→ **Requirements**
Only the run of lines from the one containing "Objective — for every instance of the muesli" through the last line should be returned, exactly as written.

→ **Supplied information**
:::

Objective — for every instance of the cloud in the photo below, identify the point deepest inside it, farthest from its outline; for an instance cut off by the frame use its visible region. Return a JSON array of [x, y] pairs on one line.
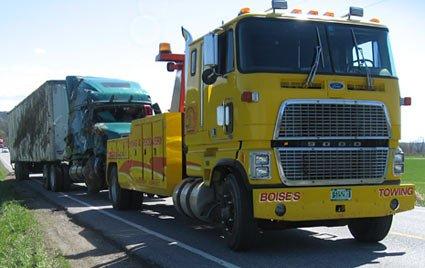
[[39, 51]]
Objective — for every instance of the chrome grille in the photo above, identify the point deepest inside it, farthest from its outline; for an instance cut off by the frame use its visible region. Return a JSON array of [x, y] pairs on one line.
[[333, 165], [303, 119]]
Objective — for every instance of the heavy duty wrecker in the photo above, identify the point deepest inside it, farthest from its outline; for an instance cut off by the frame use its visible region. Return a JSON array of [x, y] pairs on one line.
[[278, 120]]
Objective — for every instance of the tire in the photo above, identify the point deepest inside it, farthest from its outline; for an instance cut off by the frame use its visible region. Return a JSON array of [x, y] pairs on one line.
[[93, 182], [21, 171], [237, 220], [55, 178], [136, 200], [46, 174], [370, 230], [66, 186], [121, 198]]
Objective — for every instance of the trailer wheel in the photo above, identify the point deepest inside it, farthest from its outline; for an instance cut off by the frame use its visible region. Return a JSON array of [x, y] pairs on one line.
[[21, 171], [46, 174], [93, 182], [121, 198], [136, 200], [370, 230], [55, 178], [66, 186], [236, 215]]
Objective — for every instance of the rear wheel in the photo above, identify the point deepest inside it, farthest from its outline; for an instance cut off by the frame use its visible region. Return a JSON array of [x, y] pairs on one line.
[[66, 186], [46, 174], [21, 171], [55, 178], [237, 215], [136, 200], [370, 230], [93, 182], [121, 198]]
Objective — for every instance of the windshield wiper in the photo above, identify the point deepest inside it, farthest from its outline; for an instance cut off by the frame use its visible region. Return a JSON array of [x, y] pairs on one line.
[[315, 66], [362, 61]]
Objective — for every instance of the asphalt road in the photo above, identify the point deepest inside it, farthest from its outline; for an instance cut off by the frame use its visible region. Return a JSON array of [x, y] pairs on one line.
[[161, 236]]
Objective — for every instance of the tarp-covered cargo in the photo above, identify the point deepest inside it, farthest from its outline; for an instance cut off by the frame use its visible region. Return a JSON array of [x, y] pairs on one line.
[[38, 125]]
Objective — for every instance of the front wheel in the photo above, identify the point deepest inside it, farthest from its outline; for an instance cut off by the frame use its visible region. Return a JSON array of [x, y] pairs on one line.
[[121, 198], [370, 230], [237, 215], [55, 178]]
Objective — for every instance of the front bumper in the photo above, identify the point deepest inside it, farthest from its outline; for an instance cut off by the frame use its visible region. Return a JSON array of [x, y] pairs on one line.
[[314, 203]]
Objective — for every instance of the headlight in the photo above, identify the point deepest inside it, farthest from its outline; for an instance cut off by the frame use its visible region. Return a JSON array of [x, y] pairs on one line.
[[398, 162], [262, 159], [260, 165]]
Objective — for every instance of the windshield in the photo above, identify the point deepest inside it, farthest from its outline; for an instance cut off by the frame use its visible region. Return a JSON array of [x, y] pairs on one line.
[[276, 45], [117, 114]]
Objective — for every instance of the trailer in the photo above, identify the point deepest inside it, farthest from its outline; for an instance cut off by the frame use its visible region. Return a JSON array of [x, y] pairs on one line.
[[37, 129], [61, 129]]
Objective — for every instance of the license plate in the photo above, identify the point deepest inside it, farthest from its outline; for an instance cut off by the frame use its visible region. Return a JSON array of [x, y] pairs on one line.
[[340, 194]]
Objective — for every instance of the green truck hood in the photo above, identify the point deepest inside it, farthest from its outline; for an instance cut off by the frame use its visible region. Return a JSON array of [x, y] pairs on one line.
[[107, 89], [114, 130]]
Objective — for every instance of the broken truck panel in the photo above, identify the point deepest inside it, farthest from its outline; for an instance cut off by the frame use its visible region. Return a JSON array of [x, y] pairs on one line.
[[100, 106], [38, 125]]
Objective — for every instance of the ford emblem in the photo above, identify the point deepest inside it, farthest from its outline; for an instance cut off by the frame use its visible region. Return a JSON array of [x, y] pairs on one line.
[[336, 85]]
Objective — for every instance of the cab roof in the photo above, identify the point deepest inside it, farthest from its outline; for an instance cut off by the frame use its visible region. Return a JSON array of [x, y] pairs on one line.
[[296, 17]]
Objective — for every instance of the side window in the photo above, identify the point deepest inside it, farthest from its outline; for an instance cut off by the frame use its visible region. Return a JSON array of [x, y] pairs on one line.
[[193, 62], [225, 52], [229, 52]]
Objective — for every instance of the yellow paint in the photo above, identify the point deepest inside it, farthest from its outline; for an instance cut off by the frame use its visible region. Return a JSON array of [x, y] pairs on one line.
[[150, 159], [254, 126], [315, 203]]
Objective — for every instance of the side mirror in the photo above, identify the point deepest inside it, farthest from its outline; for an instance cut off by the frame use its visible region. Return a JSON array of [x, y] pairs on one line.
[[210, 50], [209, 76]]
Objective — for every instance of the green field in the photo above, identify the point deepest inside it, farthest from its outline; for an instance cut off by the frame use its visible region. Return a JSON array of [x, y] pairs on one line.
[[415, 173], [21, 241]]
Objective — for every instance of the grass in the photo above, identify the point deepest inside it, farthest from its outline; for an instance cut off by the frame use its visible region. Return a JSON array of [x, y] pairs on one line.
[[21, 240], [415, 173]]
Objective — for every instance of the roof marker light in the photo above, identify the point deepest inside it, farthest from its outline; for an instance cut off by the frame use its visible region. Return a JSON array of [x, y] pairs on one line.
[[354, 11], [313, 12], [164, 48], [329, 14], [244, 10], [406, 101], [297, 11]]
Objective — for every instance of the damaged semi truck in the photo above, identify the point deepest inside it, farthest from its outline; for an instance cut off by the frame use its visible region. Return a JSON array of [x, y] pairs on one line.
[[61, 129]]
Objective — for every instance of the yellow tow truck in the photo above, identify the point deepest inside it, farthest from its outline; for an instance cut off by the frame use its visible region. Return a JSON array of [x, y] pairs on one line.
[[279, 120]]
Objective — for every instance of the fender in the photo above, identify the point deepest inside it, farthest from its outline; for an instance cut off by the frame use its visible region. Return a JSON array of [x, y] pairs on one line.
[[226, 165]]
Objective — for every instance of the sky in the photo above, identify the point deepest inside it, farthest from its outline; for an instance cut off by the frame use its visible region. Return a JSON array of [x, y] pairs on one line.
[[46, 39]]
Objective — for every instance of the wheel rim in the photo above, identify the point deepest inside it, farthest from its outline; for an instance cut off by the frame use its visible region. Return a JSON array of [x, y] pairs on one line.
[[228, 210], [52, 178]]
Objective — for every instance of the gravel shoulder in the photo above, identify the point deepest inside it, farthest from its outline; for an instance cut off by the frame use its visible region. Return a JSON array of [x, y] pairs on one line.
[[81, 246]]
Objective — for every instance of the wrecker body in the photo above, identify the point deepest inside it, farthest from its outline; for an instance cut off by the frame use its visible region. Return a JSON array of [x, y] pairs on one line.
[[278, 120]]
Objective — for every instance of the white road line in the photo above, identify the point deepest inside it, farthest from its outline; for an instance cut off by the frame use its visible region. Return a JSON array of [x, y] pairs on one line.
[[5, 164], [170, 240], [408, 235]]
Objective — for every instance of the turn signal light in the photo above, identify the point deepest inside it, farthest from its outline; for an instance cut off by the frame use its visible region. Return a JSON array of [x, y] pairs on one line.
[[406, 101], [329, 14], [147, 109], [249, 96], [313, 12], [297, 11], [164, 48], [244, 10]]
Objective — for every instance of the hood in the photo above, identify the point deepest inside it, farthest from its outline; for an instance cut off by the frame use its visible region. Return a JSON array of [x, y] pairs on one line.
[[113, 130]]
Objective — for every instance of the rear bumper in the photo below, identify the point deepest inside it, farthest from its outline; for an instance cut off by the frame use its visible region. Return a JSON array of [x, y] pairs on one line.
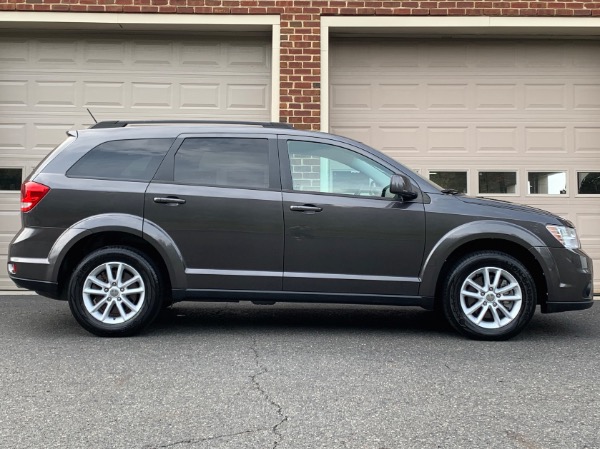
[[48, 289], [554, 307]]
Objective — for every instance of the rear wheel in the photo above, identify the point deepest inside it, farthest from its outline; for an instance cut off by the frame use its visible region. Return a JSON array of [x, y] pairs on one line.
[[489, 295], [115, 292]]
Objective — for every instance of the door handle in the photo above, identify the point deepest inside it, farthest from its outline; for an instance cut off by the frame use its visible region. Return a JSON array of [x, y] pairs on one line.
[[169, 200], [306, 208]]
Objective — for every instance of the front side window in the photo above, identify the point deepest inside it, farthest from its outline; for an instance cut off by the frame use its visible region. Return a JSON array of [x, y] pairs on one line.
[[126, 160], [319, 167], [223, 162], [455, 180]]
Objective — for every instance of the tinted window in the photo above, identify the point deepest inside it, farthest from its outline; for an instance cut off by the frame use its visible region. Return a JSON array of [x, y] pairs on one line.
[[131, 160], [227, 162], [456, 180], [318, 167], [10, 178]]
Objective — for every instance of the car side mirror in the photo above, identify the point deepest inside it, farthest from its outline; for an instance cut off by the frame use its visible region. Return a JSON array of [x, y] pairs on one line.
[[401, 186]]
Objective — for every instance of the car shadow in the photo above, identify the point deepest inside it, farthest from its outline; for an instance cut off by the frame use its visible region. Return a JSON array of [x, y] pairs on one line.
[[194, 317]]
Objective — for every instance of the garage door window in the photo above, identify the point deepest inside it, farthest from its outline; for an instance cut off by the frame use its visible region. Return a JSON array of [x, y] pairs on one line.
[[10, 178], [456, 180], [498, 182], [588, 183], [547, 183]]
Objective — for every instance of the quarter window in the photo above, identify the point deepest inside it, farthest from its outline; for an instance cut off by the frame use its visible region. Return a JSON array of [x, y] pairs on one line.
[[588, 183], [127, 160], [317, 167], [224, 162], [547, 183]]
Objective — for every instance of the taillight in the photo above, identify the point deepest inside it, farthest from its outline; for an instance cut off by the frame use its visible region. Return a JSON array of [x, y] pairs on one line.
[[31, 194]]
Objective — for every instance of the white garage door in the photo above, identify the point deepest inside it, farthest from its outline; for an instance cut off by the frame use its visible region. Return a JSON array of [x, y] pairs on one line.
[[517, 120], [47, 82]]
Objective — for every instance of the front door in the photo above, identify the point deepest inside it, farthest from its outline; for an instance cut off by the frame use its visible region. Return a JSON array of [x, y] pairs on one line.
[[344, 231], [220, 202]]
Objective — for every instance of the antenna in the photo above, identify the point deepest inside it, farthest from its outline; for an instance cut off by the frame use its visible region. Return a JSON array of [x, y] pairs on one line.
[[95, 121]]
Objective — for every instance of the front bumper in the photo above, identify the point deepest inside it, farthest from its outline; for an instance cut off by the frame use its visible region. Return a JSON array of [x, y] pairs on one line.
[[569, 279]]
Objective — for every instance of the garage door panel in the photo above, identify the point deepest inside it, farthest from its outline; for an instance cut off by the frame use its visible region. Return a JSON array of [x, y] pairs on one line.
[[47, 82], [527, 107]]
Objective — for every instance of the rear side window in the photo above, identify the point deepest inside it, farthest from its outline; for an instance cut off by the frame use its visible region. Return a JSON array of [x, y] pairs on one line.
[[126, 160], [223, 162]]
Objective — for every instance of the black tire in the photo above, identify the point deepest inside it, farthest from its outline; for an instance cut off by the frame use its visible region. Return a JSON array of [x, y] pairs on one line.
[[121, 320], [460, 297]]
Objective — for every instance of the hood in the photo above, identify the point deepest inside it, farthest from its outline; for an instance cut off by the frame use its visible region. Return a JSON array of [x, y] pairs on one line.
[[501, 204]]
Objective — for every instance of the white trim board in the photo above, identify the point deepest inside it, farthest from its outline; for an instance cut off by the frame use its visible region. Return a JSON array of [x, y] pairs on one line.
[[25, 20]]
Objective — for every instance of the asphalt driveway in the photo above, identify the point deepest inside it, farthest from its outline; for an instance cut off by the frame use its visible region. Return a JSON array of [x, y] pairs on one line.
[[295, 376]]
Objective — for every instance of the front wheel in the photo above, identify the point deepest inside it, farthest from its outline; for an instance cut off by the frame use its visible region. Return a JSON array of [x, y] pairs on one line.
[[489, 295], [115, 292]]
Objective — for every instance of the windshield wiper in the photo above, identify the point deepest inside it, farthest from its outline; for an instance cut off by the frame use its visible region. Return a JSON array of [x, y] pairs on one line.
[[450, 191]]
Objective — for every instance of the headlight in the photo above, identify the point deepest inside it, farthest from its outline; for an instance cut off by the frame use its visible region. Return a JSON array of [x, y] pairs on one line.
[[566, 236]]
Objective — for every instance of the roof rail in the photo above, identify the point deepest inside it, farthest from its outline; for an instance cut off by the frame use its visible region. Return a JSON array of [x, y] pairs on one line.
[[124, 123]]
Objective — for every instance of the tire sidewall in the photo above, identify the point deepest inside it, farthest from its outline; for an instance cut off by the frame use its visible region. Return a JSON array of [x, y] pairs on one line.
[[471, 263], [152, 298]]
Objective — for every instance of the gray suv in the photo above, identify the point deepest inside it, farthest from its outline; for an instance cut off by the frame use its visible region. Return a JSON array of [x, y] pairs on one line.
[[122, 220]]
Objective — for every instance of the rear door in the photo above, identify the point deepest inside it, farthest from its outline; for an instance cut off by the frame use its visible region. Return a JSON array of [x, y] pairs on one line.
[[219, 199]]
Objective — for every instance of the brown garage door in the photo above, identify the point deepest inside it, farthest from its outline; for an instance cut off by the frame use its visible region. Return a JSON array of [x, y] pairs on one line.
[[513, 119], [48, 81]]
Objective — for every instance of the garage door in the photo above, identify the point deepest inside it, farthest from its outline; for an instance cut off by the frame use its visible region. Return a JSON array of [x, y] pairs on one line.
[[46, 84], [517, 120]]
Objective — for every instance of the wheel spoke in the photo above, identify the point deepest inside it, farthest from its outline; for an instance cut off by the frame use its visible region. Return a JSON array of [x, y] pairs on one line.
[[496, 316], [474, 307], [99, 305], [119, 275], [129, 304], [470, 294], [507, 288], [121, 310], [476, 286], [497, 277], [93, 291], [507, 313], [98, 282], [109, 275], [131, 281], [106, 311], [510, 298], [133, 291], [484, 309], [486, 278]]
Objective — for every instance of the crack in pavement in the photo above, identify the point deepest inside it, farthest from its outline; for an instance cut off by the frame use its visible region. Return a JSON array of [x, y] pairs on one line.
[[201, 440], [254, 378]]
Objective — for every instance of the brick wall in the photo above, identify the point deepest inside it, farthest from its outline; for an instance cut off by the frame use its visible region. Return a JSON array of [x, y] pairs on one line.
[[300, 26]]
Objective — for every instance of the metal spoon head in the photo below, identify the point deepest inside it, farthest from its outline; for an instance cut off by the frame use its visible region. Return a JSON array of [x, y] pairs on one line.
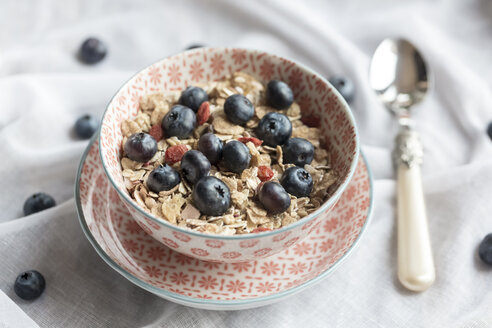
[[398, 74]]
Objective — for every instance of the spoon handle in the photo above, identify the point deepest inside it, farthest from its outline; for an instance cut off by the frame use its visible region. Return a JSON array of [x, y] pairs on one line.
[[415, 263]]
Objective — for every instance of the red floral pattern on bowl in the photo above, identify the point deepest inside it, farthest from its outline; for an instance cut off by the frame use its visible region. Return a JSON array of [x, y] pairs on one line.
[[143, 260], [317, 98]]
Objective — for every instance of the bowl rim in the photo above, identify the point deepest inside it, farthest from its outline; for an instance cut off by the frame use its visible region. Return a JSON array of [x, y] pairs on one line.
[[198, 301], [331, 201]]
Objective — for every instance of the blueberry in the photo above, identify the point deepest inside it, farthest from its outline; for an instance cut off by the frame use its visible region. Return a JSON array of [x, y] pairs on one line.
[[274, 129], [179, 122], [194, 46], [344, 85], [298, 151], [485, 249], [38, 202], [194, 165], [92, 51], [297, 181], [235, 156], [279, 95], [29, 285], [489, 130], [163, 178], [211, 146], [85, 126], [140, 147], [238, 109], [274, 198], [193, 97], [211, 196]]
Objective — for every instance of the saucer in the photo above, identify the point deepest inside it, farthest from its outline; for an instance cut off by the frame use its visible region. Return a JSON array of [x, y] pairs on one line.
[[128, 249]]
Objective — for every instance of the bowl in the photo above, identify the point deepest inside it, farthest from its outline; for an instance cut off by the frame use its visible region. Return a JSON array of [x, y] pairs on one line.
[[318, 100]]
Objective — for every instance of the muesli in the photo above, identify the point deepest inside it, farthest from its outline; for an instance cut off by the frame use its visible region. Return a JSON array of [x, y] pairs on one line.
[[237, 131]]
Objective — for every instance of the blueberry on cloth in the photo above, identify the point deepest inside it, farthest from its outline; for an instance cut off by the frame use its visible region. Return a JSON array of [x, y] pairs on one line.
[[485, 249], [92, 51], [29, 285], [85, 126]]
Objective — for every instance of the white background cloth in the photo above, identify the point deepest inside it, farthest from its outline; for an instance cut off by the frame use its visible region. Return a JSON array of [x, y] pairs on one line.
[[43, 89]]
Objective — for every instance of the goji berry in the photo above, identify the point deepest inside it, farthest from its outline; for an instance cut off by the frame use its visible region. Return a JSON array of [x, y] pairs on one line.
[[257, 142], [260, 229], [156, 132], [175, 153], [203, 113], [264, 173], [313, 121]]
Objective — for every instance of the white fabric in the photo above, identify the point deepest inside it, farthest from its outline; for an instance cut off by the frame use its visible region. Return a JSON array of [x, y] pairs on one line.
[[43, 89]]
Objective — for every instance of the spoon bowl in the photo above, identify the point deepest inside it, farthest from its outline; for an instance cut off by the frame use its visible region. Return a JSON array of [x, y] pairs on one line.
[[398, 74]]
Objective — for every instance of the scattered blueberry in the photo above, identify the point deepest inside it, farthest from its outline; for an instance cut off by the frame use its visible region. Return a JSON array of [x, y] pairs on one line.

:::

→ **Exercise output**
Objective — for every instance of the muesli in the photo above, identify the point deepest inside it, farthest from its outline; for an instance cut off by the frame use its visible region. Return a JSON array of [x, y] pairs on one line.
[[237, 131]]
Objective — for every instance of the blueberry on cloth in the photo above, identify the point deepest inside it, farthest from its outline; for an instance cut off by the frame use its visible region. Return a JSON array of [x, y] pairs on one line.
[[485, 249], [92, 51], [29, 285], [85, 126]]
Objective — for every instance of the white background cloth in the photo above, identify the point deepest inside it, farthest from its outline; for an instance cut off by the frame use its visible region. Return a JSON array of [x, y] pairs on one line.
[[43, 89]]
Objective — for every instance of the goji berry in the photo above, identify the point deepest inside it, farthest from its outline; for an instance cut off by the frame use its visible region. Return a JSON array of [x, y] pairs on one line.
[[257, 142], [260, 229], [156, 132], [175, 153], [203, 113], [264, 173], [313, 121]]
Objective — for every instance of the white fabric in the photo above, identify the point deepest inside it, farthest from its outline; for an instance cut off by the frame use its visible region. Return a JSON array of [x, y] pairs on one line.
[[43, 89]]
Objective — for every instance of the spoon bowl in the photo above, identify the point deepest inside it, farthest from its outline; for an instance cut off by the frame use its visible region. Return a JSON array of [x, y] pairs on one line.
[[398, 74]]
Objective — for every instance of the scattered blueberry in the photo above, identify the point deepest inside it, farthest from its outline; for an instance cut off by the frame use its visible region. Return a JSON array of [x, y] pairs on one line.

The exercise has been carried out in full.